(WORK ORDER): Please show every line from the entries that carries the word "negative".

(PROVIDED DATA):
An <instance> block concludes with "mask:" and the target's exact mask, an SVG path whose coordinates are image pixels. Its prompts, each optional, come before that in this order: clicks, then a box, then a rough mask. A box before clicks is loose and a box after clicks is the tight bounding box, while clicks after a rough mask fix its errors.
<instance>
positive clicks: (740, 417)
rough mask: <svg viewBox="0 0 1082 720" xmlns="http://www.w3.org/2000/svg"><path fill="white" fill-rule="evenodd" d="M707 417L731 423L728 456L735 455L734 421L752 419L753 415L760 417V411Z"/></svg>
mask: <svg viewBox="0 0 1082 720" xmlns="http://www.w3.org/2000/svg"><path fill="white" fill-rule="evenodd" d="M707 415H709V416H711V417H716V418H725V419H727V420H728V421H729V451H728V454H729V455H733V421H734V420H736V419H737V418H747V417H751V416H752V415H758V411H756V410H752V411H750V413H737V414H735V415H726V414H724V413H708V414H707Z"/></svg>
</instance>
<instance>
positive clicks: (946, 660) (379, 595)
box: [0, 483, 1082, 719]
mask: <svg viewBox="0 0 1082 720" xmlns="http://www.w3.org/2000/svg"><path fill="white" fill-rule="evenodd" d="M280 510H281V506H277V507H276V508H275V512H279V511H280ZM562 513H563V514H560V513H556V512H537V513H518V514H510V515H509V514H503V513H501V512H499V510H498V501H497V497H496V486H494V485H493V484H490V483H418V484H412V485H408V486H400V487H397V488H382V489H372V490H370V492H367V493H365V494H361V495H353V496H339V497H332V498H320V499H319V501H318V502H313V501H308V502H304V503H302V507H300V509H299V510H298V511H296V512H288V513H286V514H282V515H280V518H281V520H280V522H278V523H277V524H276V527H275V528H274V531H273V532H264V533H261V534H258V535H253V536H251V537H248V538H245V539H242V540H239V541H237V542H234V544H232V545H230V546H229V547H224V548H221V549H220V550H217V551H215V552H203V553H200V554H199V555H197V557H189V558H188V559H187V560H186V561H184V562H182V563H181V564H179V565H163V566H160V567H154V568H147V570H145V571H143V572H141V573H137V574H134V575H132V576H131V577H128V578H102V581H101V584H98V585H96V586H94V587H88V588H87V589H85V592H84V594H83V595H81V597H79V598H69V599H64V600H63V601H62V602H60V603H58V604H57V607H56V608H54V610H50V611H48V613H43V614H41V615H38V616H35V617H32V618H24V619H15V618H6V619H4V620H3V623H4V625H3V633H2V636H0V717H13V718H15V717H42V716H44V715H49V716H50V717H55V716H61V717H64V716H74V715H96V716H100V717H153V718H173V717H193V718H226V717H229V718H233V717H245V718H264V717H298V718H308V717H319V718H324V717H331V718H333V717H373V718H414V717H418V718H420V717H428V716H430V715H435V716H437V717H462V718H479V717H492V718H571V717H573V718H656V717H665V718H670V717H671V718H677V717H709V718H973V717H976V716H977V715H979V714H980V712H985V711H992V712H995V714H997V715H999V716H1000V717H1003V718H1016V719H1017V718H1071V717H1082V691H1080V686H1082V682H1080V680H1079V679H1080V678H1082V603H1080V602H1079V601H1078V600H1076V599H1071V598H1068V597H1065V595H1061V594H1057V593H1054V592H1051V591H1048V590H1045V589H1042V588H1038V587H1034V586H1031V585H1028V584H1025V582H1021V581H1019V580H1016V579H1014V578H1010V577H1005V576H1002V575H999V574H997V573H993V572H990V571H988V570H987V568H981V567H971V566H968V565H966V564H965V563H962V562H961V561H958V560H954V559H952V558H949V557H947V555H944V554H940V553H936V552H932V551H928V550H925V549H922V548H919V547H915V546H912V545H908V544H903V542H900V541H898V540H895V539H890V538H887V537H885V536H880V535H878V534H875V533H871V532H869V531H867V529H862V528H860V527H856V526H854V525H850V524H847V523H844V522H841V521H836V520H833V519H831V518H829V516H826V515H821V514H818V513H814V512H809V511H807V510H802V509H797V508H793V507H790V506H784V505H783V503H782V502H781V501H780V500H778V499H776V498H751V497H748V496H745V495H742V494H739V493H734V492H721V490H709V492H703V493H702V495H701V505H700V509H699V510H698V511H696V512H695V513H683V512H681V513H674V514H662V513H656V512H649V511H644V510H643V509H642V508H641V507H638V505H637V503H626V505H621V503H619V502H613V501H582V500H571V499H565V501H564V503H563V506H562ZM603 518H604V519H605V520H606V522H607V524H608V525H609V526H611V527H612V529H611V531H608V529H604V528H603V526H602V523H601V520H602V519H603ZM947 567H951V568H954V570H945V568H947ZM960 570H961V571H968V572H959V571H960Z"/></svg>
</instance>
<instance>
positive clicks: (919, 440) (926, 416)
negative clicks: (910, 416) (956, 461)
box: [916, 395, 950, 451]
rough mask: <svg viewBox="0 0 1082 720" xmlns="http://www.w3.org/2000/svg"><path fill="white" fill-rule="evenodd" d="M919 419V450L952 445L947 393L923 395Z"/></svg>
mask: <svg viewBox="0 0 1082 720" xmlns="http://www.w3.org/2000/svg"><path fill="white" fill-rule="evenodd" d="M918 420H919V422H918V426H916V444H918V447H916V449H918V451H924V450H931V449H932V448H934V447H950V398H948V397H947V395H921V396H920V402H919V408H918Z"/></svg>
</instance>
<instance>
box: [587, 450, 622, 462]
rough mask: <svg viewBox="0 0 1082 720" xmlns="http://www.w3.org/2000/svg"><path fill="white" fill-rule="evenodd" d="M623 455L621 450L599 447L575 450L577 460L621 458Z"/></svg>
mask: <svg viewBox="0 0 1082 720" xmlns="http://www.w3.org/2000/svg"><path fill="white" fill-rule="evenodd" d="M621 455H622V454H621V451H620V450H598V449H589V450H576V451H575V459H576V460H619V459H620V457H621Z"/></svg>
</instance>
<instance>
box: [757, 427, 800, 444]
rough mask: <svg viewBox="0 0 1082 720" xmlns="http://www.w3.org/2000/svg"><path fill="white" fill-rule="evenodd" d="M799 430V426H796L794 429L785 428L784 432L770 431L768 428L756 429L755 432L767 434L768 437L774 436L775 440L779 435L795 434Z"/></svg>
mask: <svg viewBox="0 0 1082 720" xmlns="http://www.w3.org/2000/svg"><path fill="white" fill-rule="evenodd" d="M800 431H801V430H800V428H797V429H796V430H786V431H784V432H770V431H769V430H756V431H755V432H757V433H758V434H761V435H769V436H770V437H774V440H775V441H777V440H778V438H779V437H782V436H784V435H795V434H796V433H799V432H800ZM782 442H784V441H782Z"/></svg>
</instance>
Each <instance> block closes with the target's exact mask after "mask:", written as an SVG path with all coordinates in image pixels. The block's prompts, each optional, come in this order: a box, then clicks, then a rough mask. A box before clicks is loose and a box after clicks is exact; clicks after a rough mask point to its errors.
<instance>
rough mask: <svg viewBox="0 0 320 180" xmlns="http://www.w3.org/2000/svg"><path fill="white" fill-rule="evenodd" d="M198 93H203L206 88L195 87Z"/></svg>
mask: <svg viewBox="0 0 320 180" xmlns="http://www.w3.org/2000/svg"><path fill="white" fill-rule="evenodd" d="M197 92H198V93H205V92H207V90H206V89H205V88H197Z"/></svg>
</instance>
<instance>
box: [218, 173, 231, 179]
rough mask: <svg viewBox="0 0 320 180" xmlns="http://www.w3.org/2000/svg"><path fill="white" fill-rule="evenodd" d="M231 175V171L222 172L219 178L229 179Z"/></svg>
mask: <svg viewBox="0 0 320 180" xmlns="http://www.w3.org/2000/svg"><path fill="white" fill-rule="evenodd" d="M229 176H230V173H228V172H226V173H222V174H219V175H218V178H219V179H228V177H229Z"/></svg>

...

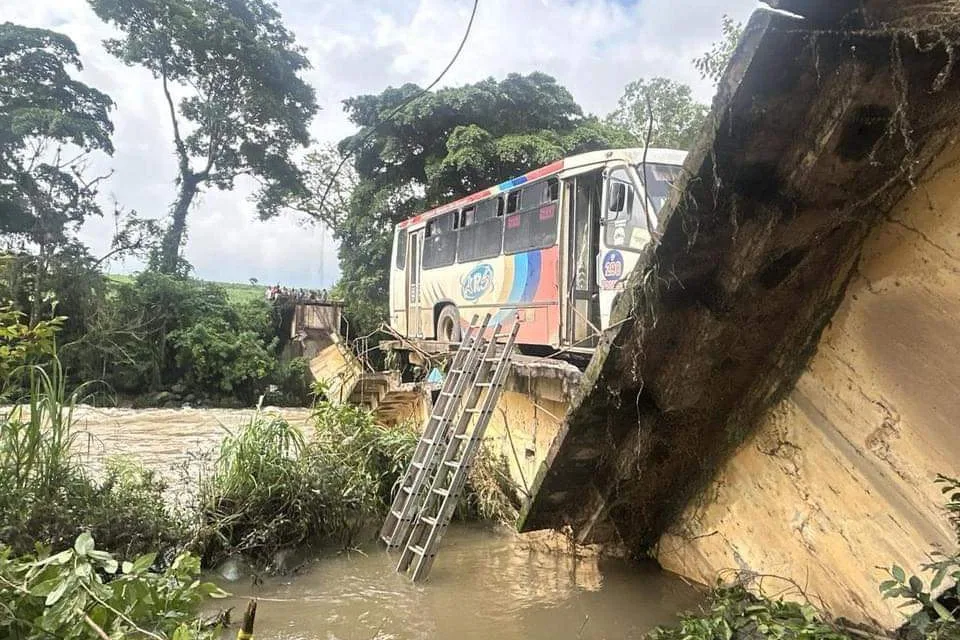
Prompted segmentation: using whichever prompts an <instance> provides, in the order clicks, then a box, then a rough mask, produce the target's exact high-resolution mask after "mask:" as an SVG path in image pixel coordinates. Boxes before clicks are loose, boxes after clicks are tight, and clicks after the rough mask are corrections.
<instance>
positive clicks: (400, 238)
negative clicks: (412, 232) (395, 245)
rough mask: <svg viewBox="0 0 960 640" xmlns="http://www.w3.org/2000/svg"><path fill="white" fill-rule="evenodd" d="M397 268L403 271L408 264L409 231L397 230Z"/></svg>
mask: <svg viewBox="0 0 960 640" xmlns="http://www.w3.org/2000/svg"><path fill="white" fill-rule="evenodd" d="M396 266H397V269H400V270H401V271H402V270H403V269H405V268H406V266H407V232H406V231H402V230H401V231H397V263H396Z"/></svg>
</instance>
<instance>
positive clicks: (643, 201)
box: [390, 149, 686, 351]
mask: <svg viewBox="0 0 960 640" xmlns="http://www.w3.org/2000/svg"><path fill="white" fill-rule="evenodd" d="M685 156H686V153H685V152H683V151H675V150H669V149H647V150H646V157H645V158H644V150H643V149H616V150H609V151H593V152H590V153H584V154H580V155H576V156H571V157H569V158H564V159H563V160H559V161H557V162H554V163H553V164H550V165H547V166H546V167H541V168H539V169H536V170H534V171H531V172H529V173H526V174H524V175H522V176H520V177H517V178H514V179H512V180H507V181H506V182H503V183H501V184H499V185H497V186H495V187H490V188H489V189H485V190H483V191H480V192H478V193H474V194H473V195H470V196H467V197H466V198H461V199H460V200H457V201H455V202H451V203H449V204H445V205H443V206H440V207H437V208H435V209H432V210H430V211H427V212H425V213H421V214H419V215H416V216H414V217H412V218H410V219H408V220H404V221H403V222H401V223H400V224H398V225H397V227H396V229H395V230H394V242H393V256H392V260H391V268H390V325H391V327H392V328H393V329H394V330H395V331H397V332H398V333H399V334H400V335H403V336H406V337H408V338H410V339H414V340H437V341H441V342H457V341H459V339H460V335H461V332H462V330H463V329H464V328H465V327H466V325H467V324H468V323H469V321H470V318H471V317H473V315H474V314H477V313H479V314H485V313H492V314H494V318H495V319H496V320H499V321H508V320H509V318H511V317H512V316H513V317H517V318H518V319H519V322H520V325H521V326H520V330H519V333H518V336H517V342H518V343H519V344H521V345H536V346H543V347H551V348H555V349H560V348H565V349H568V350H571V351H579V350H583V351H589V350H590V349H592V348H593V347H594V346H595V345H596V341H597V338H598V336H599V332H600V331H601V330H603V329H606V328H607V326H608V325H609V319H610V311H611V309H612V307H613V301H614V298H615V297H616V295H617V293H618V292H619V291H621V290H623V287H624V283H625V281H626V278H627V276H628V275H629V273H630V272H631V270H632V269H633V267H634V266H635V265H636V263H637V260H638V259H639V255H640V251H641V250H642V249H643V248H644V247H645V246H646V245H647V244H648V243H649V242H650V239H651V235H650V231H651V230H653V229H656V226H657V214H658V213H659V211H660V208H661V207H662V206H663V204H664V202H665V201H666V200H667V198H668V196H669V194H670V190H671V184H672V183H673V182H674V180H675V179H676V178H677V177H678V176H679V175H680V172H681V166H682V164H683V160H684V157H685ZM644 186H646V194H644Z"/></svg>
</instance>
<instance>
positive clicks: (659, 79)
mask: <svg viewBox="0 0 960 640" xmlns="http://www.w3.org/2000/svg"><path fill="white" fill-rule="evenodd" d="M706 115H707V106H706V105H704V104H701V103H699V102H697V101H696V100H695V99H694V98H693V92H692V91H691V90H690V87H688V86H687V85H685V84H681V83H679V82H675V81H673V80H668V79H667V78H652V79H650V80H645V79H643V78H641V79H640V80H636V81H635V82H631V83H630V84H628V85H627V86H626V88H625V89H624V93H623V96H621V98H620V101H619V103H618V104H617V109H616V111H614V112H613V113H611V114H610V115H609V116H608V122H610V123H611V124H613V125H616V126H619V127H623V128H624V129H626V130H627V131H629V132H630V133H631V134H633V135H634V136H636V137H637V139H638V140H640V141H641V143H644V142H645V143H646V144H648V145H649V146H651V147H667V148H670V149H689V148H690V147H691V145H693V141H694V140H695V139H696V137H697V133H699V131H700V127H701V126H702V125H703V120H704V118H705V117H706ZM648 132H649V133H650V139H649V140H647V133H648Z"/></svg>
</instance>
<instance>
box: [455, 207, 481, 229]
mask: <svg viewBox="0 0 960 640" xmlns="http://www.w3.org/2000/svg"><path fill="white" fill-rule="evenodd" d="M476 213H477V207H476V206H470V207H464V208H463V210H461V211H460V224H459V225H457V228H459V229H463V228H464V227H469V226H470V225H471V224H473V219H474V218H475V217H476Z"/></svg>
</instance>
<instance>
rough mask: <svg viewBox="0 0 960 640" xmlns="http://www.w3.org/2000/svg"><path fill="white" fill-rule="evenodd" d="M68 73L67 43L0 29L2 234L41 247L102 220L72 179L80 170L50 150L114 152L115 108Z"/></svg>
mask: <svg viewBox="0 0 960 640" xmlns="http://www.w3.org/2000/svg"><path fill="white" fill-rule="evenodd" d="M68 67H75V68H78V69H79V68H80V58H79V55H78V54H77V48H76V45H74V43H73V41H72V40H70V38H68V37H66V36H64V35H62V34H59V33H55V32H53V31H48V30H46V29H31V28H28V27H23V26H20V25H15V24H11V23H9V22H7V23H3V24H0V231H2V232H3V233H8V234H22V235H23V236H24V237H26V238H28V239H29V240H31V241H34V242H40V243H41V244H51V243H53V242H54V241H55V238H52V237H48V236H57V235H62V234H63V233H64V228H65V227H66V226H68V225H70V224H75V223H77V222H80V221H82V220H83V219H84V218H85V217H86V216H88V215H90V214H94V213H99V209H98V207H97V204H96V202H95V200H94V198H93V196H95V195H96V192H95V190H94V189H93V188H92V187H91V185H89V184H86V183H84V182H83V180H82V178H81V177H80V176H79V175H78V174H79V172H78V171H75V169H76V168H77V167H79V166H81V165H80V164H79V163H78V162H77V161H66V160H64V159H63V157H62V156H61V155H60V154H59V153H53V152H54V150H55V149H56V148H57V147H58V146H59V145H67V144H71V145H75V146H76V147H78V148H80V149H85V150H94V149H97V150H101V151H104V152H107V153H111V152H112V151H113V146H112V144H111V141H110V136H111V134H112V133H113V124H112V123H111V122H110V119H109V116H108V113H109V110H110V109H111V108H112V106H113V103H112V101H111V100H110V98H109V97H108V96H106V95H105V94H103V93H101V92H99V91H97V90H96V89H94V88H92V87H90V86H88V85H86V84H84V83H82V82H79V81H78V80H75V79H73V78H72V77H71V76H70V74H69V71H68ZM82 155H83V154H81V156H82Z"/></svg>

(RESPONSE BOX):
negative clicks: (910, 416) (956, 461)
negative clicks: (412, 232) (395, 245)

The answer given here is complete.